TASK DIRECTIONS:
Reproduce the records verbatim, from the line with "Place a dot on every instance of the white football" to the line with "Place a dot on every instance of the grass", including both of those lines.

MATERIAL SHOWN:
========================
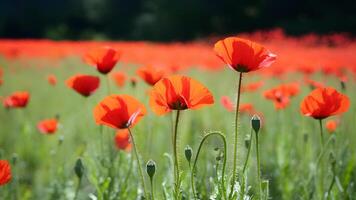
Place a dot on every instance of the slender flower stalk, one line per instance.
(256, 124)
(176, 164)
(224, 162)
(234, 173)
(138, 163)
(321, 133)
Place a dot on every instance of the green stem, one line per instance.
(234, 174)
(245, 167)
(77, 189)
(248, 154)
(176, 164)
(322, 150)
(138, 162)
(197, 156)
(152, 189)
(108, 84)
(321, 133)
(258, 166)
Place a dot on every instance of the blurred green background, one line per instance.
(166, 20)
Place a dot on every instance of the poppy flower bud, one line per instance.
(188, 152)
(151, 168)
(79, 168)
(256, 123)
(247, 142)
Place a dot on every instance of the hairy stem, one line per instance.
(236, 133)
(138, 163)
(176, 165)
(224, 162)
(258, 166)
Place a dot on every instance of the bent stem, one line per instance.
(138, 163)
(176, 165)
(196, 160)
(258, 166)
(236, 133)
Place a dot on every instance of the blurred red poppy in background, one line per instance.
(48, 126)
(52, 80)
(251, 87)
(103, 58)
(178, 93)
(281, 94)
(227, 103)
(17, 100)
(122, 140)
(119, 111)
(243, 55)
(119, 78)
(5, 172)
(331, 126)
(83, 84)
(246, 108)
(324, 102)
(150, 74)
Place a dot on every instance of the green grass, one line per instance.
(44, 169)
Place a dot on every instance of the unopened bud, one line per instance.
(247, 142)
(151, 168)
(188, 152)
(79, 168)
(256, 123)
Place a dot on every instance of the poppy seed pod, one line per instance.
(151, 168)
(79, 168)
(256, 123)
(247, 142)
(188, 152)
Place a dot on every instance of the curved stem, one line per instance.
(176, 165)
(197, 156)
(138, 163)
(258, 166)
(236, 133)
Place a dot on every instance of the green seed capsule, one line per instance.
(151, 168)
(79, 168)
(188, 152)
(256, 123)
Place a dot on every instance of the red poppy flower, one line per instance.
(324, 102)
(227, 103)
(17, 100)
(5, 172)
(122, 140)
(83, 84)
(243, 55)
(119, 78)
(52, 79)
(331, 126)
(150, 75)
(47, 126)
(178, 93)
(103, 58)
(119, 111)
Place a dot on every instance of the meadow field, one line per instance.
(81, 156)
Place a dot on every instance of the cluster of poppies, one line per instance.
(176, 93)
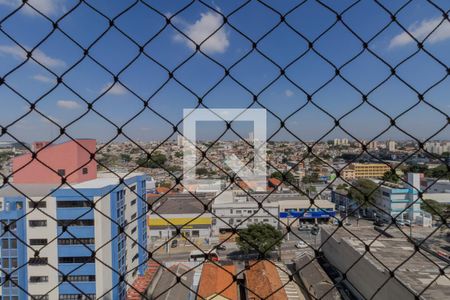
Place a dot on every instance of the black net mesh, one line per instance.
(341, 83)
========================
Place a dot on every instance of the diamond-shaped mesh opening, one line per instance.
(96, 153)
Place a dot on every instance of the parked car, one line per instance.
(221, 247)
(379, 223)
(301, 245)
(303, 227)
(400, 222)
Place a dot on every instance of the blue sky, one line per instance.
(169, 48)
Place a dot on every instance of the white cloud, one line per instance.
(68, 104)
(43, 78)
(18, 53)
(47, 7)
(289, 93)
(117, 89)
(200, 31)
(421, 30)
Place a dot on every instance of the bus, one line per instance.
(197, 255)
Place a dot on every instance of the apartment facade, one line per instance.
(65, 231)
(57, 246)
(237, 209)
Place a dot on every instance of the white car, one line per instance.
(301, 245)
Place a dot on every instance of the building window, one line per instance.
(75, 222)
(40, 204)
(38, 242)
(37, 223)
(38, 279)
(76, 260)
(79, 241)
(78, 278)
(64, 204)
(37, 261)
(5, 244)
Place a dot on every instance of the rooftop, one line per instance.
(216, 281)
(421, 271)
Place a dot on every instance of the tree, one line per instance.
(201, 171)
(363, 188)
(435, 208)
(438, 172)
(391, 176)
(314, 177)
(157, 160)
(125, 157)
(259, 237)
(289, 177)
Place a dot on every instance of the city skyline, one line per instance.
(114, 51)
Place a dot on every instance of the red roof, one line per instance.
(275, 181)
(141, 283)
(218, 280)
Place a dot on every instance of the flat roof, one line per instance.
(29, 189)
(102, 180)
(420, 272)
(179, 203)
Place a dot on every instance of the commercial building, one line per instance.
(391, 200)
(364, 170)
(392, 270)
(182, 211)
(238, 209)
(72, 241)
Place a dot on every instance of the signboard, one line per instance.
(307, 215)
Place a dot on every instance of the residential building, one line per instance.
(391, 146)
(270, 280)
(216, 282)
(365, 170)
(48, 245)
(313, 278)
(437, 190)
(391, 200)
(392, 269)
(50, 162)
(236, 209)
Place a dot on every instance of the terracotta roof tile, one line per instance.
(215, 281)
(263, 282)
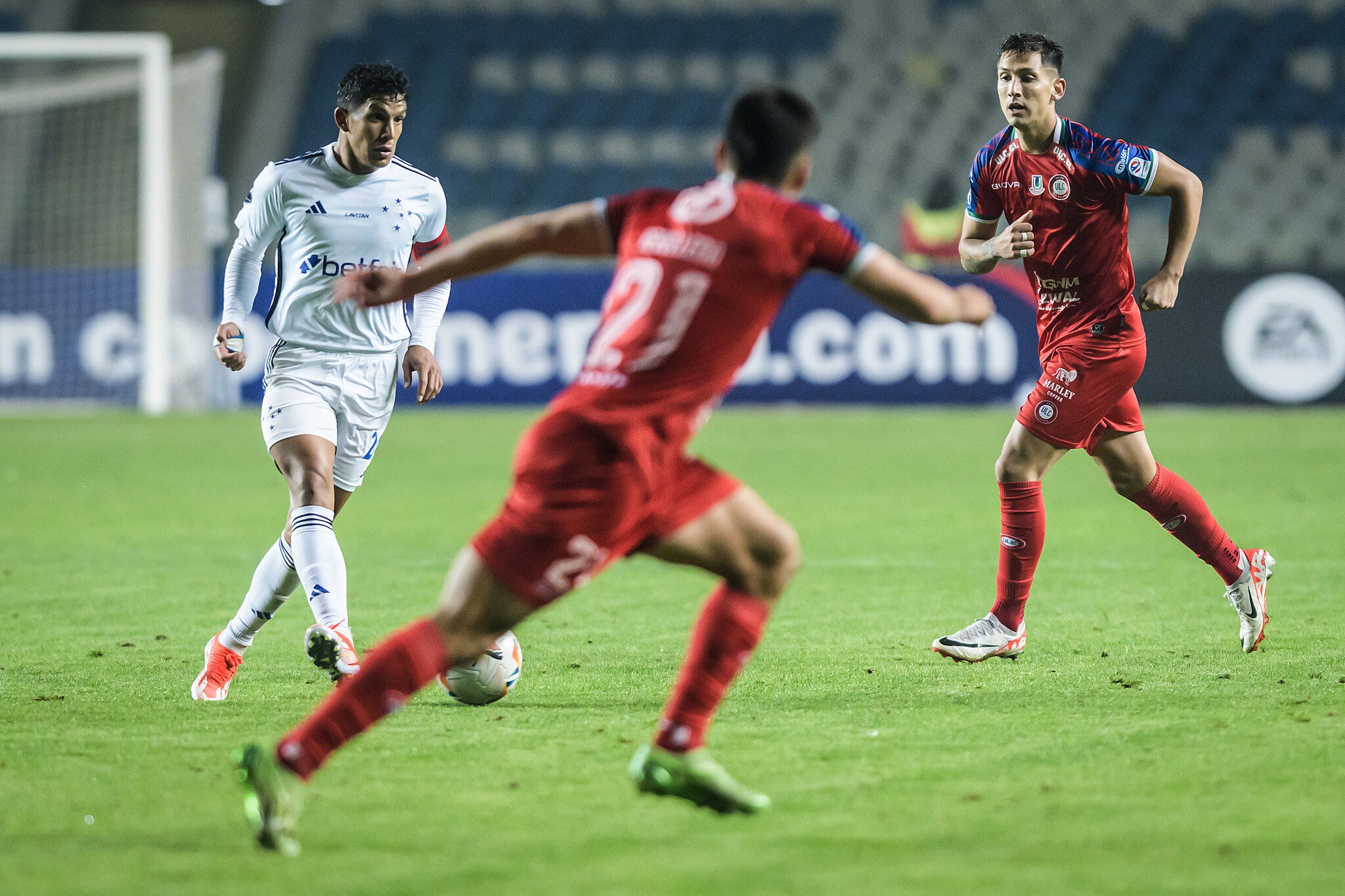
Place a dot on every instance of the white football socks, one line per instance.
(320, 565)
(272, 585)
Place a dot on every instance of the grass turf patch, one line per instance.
========================
RESPONSE:
Place a dot on every instance of the white football socks, one line per instance.
(320, 565)
(272, 585)
Place a dot on every instance of the grass turf patch, one line per instance.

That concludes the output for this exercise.